#### [DIRECTION]
Transcribe the material word for word, from its start through the line that contains "131 160 L 130". Leave the pictures out of your answer.

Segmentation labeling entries
※ ※ ※
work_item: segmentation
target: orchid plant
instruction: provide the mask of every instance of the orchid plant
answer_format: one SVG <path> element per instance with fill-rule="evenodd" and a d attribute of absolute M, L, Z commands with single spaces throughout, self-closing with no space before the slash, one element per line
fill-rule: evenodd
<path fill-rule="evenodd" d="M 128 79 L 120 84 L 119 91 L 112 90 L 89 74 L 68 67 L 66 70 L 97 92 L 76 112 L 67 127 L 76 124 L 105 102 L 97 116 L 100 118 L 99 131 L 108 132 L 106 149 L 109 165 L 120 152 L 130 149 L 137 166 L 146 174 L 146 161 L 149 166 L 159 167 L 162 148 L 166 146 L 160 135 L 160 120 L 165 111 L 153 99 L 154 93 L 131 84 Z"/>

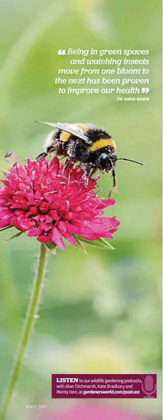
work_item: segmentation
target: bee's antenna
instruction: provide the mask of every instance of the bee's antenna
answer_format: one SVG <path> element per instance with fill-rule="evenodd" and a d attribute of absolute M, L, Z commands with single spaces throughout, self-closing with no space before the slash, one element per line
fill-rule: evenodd
<path fill-rule="evenodd" d="M 131 160 L 130 159 L 126 159 L 126 158 L 118 158 L 117 160 L 128 160 L 128 162 L 134 162 L 134 163 L 139 163 L 139 165 L 143 165 L 141 162 L 138 162 L 137 160 Z"/>

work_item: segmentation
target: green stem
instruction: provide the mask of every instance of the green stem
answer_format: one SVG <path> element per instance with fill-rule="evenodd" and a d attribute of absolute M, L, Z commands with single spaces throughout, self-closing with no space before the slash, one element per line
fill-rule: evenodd
<path fill-rule="evenodd" d="M 8 388 L 5 396 L 4 404 L 0 415 L 1 420 L 5 420 L 6 418 L 6 415 L 8 411 L 10 400 L 18 378 L 19 374 L 23 362 L 24 352 L 35 323 L 35 316 L 37 314 L 38 309 L 44 277 L 46 249 L 46 245 L 45 245 L 44 243 L 41 243 L 38 256 L 37 269 L 33 290 L 32 291 L 31 300 L 27 311 L 22 335 L 20 337 L 17 354 L 14 363 Z"/>

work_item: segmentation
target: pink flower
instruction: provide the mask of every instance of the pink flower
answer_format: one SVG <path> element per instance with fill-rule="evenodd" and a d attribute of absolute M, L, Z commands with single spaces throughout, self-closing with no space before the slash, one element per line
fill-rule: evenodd
<path fill-rule="evenodd" d="M 114 200 L 99 200 L 93 191 L 96 180 L 84 186 L 84 171 L 70 164 L 62 175 L 63 165 L 57 157 L 49 164 L 27 160 L 17 163 L 5 173 L 5 185 L 0 189 L 0 228 L 13 225 L 28 231 L 28 236 L 52 242 L 65 251 L 65 238 L 75 243 L 75 234 L 89 240 L 113 237 L 119 221 L 115 217 L 102 217 L 104 210 Z M 101 217 L 102 216 L 102 217 Z"/>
※ ※ ※
#### [SOLUTION BELOW]
work_item: segmentation
target: orchid plant
instruction: provide the mask of every instance of the orchid plant
answer_format: one SVG <path> element per instance with fill-rule="evenodd" and a d attribute of absolute M, L, Z commands with single spaces throughout, self-closing with no space before the slash, one element per line
fill-rule: evenodd
<path fill-rule="evenodd" d="M 128 79 L 120 84 L 119 91 L 112 90 L 89 74 L 68 67 L 66 70 L 97 92 L 76 112 L 67 127 L 76 124 L 105 102 L 97 116 L 100 118 L 99 131 L 108 132 L 106 149 L 109 165 L 120 152 L 130 149 L 137 166 L 146 174 L 146 161 L 149 166 L 159 167 L 162 148 L 166 146 L 160 135 L 160 120 L 165 111 L 153 99 L 154 93 L 131 84 Z"/>

work_item: segmentation
target: bee's antenna
instruction: provide the mask of every instance of the bee's antenna
answer_format: one SVG <path> element per instance with fill-rule="evenodd" and a d attribute of absolute M, L, Z commands with single spaces throughout, self-closing with no space before the slash, one element per line
fill-rule: evenodd
<path fill-rule="evenodd" d="M 131 160 L 130 159 L 126 159 L 126 158 L 118 158 L 117 160 L 128 160 L 128 162 L 134 162 L 134 163 L 139 163 L 139 165 L 143 165 L 141 162 L 138 162 L 137 160 Z"/>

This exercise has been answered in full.